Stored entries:

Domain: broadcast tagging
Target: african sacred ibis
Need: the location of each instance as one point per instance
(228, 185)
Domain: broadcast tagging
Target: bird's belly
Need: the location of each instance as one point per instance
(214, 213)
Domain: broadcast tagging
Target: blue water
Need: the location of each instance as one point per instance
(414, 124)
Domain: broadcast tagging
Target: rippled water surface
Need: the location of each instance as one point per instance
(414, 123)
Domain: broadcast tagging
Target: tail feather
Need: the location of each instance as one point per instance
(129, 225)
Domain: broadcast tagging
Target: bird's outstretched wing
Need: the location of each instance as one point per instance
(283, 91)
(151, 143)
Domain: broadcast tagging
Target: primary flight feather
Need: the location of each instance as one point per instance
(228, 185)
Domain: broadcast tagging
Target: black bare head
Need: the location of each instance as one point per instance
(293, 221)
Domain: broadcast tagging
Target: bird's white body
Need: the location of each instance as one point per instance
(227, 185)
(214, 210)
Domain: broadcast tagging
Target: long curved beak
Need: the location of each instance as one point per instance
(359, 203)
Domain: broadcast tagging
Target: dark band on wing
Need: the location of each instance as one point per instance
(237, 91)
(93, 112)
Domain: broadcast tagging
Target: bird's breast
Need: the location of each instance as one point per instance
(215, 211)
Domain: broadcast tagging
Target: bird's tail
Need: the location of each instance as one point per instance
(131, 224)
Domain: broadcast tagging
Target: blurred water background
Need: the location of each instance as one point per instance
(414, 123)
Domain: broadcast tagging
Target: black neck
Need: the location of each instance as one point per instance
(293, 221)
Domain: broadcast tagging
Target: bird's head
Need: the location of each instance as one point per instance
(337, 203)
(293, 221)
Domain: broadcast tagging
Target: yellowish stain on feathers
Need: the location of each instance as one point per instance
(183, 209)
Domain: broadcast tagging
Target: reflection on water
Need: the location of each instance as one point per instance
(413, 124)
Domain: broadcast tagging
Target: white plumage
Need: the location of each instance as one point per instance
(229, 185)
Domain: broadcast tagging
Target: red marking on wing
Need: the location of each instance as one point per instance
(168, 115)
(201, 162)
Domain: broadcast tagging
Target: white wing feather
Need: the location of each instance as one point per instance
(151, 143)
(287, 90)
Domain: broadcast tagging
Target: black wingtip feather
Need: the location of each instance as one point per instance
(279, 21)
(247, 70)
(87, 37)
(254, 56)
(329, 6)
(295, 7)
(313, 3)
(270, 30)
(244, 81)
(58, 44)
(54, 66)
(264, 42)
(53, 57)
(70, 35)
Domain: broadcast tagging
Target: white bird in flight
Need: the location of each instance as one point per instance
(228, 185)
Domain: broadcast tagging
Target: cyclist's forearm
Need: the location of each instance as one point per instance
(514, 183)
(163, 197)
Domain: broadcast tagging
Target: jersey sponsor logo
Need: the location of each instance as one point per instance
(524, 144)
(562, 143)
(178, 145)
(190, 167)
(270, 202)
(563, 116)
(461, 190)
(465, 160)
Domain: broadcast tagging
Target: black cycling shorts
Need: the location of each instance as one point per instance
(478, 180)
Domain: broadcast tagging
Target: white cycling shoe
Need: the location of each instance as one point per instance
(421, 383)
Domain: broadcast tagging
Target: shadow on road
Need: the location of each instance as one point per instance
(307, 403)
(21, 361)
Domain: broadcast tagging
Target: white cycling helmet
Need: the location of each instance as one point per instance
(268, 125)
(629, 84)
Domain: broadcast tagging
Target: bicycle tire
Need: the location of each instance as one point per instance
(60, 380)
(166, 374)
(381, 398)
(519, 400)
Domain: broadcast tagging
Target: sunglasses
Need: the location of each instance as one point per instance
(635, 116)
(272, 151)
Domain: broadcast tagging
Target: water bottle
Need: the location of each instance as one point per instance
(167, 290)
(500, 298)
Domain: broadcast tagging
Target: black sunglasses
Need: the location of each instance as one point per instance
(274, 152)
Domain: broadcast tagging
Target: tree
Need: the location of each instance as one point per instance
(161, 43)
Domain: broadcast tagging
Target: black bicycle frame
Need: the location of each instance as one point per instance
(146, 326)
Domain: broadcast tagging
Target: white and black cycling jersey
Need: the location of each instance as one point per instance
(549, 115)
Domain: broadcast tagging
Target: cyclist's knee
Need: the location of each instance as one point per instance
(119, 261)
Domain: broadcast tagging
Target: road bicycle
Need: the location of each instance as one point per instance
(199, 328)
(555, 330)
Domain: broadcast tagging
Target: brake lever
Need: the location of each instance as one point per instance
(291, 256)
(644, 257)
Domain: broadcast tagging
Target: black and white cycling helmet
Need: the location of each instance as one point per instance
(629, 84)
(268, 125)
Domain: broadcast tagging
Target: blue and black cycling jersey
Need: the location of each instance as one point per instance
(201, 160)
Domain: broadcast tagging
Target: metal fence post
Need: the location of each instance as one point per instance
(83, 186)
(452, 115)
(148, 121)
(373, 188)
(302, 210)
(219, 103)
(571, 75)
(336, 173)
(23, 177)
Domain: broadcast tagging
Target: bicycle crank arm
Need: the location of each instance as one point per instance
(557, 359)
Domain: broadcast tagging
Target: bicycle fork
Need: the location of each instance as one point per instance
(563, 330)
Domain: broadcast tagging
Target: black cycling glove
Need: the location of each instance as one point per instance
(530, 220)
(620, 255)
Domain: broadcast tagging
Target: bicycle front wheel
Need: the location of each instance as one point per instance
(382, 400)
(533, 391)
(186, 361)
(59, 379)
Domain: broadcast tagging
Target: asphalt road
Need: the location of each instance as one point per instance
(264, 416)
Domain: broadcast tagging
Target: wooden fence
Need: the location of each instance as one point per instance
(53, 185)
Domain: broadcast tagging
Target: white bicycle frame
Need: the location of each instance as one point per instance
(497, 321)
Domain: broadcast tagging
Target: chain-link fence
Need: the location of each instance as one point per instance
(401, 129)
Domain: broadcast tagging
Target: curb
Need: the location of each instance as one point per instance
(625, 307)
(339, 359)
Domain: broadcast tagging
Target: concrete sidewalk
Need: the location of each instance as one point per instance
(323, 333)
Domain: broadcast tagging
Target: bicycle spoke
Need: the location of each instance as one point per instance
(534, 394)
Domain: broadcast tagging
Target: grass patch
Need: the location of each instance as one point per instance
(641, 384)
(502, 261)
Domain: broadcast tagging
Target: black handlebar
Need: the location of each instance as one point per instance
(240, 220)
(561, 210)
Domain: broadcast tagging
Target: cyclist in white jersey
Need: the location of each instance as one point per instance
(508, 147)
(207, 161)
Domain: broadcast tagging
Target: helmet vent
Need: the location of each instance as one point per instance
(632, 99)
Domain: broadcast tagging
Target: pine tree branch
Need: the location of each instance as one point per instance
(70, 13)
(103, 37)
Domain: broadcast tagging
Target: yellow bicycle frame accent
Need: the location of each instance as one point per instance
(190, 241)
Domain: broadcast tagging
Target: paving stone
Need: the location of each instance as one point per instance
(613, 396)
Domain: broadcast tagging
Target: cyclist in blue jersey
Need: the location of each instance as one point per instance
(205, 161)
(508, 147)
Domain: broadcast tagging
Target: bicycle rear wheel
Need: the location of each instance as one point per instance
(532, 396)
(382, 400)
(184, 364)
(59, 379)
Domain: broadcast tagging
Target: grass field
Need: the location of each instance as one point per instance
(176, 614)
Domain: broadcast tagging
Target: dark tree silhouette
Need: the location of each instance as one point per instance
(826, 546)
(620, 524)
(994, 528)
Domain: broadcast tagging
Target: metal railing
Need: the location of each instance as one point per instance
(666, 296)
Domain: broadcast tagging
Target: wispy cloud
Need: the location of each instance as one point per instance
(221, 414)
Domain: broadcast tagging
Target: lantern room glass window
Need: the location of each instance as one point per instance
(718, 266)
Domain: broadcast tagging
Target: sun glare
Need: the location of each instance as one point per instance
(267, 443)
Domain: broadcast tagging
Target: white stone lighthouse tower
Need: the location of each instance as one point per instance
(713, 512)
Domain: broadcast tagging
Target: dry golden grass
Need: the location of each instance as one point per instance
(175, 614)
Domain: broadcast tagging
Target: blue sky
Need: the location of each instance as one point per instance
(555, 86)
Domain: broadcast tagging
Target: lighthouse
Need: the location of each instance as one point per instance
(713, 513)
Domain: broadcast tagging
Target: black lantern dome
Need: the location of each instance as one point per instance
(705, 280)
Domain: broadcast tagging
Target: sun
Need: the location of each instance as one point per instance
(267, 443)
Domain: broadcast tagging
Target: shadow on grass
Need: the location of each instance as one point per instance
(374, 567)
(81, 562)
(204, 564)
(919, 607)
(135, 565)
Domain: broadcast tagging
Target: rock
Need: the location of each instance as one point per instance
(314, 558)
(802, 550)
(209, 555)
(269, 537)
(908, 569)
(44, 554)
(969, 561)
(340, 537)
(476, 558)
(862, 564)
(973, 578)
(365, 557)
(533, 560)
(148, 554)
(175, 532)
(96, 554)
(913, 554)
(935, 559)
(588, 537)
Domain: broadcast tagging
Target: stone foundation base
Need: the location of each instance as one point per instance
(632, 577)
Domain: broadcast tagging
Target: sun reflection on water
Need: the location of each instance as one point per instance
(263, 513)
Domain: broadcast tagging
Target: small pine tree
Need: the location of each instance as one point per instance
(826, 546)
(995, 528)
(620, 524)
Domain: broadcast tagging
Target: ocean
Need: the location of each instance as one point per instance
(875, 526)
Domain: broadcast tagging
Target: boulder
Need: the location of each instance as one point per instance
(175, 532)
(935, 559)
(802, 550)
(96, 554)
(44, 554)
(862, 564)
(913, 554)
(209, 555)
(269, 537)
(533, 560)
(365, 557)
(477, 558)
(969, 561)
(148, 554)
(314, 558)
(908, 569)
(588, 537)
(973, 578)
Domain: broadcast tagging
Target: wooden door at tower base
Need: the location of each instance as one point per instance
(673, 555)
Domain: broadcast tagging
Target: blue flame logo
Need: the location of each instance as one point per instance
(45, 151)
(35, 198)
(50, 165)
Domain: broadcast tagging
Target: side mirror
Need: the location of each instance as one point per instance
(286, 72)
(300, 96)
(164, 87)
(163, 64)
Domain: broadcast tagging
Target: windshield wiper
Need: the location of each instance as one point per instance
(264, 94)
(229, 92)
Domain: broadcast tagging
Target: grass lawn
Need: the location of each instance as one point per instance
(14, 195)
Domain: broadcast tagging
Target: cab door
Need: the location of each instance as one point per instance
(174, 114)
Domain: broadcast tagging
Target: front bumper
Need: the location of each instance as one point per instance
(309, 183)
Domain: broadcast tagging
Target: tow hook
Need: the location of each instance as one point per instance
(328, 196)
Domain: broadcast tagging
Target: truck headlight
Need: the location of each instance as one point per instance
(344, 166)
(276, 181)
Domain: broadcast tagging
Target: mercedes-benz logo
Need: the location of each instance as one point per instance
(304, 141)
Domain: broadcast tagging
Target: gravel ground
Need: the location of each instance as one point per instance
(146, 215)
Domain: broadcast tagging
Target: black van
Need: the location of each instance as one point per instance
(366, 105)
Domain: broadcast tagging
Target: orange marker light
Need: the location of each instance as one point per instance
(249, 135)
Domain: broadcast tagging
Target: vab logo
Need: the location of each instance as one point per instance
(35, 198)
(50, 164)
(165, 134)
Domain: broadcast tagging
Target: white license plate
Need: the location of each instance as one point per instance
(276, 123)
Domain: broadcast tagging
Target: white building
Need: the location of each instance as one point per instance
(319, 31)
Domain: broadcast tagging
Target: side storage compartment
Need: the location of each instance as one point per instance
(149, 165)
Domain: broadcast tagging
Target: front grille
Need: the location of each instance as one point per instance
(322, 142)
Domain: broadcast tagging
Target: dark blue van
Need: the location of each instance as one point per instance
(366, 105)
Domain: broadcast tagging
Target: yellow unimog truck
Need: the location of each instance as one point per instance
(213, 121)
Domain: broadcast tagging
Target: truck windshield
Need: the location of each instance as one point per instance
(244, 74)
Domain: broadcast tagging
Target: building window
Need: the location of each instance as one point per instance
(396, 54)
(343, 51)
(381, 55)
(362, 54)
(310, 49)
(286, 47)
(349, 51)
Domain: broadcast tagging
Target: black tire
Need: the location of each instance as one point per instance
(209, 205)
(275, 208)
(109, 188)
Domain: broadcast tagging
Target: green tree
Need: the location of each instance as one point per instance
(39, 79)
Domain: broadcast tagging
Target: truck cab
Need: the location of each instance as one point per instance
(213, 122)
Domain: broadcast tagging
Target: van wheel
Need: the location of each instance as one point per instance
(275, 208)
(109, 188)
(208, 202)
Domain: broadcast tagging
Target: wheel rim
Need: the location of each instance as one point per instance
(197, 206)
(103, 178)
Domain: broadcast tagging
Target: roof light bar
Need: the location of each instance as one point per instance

What the task asks: Where the string "lantern" occurs in the data, return the whole line.

Result below:
Target: lantern room glass window
Target: black lantern dome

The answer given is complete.